TASK BRIEF:
Please give a word-for-word repeat of the line containing "Task: point to each instance of the wrist, a" and all lines that come after it in the entries below, ending at the last line.

ENTRIES PROVIDED:

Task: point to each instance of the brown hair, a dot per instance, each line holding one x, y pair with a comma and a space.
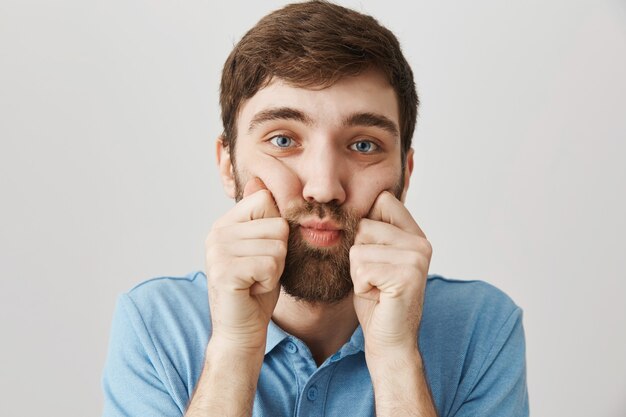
314, 44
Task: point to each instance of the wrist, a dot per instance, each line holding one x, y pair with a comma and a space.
392, 360
222, 346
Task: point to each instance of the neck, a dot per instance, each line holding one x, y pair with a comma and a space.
323, 327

RESULT OF THE TASK:
Task: point to each instance of the wrist, a dot per instance, each line holding one x, y pair with a comma and a space.
392, 360
222, 346
Task: point to each instance of the neck, a dot per instance, each line holding one x, y pair with a comma and a space.
323, 327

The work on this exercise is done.